-- start of Listing --
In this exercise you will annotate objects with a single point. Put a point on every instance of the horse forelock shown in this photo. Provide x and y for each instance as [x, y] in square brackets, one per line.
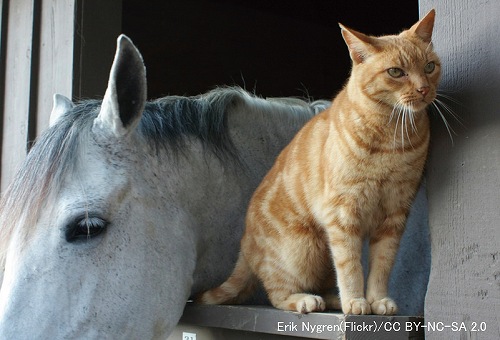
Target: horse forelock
[49, 160]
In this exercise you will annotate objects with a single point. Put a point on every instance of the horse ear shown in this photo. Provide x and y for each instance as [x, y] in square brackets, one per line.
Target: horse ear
[61, 105]
[125, 96]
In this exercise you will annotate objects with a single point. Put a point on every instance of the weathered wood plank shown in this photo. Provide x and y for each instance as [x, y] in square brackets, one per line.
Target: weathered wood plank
[17, 82]
[252, 322]
[463, 179]
[55, 71]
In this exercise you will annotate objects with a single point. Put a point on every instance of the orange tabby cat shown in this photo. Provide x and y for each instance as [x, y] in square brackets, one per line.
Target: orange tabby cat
[350, 173]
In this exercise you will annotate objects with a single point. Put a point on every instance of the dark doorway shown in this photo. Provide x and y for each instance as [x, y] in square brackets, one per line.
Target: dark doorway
[271, 47]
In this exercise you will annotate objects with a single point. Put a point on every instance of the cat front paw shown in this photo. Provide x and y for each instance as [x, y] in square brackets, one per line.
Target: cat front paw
[385, 306]
[310, 303]
[356, 306]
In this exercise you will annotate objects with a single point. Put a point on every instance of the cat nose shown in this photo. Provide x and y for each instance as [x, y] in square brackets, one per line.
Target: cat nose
[423, 90]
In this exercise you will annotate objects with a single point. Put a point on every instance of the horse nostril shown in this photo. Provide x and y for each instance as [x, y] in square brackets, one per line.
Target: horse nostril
[424, 90]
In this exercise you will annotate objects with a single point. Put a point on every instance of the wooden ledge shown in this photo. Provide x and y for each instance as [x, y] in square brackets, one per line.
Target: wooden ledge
[268, 320]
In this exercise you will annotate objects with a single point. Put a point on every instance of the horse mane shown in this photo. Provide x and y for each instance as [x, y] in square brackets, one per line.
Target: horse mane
[166, 123]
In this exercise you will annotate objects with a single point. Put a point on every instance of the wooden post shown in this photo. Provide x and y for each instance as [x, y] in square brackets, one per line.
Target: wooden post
[463, 297]
[48, 47]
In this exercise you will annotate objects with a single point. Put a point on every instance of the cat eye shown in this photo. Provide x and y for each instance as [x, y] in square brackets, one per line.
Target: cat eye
[395, 72]
[429, 68]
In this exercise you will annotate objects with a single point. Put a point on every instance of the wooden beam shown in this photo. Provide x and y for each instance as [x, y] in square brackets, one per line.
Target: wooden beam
[463, 177]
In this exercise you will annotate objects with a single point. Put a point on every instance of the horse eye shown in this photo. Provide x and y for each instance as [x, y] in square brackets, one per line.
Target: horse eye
[84, 228]
[395, 72]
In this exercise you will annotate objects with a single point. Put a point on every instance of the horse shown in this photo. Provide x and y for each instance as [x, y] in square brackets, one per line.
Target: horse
[124, 207]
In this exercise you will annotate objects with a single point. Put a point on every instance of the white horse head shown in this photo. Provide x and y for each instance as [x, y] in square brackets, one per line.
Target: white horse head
[123, 208]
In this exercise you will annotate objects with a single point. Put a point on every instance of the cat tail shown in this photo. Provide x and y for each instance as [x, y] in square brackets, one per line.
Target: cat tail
[237, 288]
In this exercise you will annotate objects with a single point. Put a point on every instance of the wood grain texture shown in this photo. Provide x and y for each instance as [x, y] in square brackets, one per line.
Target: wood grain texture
[464, 178]
[16, 103]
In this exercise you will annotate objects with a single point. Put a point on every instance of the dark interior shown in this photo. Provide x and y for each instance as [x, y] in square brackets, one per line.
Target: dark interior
[270, 47]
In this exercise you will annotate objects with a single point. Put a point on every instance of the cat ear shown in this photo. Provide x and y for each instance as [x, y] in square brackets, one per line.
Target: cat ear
-- end of Listing --
Directions for this task: Set every line down exactly as written, leaving each picture out.

Correct response:
In this exercise you will annotate objects with a single point. Put a point on every instance of the horse forelock shown in this photo. Provide x and y for each instance as [x, y] in square brackets, one per line.
Target: horse forelock
[49, 160]
In this exercise you will annotate objects with a single point. Put a point on every instance of the horse ear shown in this photo. Provide x and y for each instance as [x, y] in square brackets, one per line.
Target: horse ear
[61, 105]
[125, 96]
In this exercise you will annotate objects with a single point. Put a point on every instance of the weathered wood plank shown in this photo. Provide x and y for each instance as [x, y] in square brackets, one per line.
Target: weathered wood plank
[17, 82]
[252, 322]
[463, 179]
[55, 71]
In this exercise you will annotate objects with a single point. Put a point on every instance of the orange tabby cat shown in this photo. Provide x and y for each instance as [x, y] in square brackets, one per line.
Target: orange tabby cat
[350, 173]
In this exercise you will annotate objects with a single point. Put a point on every instance of the dark doorway shown in this photo. Provide x and y for each instance as [x, y] in square brackets, one per line.
Target: dark doorway
[271, 47]
In this exercise you will annotate objects with a single point. Put a point on every instance of the cat front paw shown in this photo. Provide x and y for each instance as [x, y] in square brackets, one per line.
Target: cat front paw
[385, 306]
[310, 303]
[356, 306]
In this exercise you will annotate objects with a single point. Put a point on every instance of the cat nose shown in this photo. Provide x and y for each instance as [x, y] in square brackets, one per line.
Target: cat nose
[423, 90]
In this exercise you will annotate objects with a single point. Put a point on every instance of the horse nostril shown in this photo. Provide x and y for each instance as [x, y] in square brackets, one per line.
Target: horse nostril
[424, 90]
In this exercise you will annotate objects with a single point. Put a point on every instance of the wooden ledge shown in this photo. Provide x and y for each instance as [x, y] in square brackets, one per line.
Target: wooden ledge
[268, 320]
In this exercise you will annotate objects with a single point. Put a point on every instance of the horse mane shown in this photo. Provide x and y for each instance as [x, y] in square brackets, one per line.
Target: horse mane
[166, 123]
In this exercise you will annotate objects with a single point. Put a point on every instance of the wooden post shown in this photo. Provide x and y for each instance as [x, y] in square brackets, one per line.
Target: wooden post
[463, 297]
[48, 47]
In this exercise you will annotate objects with a single point. Put a point on every instance of the cat eye shown in this photo. Provide x and y for each instance as [x, y] in square brackets, one per line.
Target: cat eye
[395, 72]
[429, 68]
In this exercise you will annotate objects with a single point. Put a point on every instance of the wooden beam shown in this photo. Provide x and y for each instance as [x, y] in square brackets, one per line.
Target: wooden beam
[463, 177]
In this exercise you will annotate objects with a single point. Put a point on every instance of the horse eye shown in this photo. Provide x and y for each instance as [x, y] in square brackets, one per line.
Target: horse eye
[84, 228]
[395, 72]
In this exercise you will annotate objects with a single point. Put a point on every instance of the horse shown in this photo. Provide x and y for each instance as [x, y] in square brackets, one per line.
Target: horse
[124, 207]
In this exercise you will annotate objects with a single point. Put a point on every instance of the white horse head shown in this photo. Provide x and y for each instance as [x, y] in square brackets, one per line.
Target: white horse head
[123, 208]
In this exercise you will annotate objects with a single point. Put a point on every instance of the cat tail shown in this photo. Provide x and y for each instance as [x, y] in square brackets, one per line.
Target: cat tail
[237, 288]
In this exercise you will annotate objects with a single point. Put a point on every instance of the wood grain texture shown in this photo. Provide x and y for each instance as [x, y] in square brackets, one per line.
Target: wood grain texture
[464, 178]
[16, 103]
In this exercise you will annotate objects with a single point. Put a point on every instance of the dark interior shown in this photo. Provide x and y for each instance as [x, y] in square brackets, one per line.
Target: dark interior
[270, 47]
In this exercise you will annotate objects with a single point. Put a point on every instance of the cat ear shown in this photo. Provide x and y for each instance as [x, y] in square brackets, one per line.
Target: cat ear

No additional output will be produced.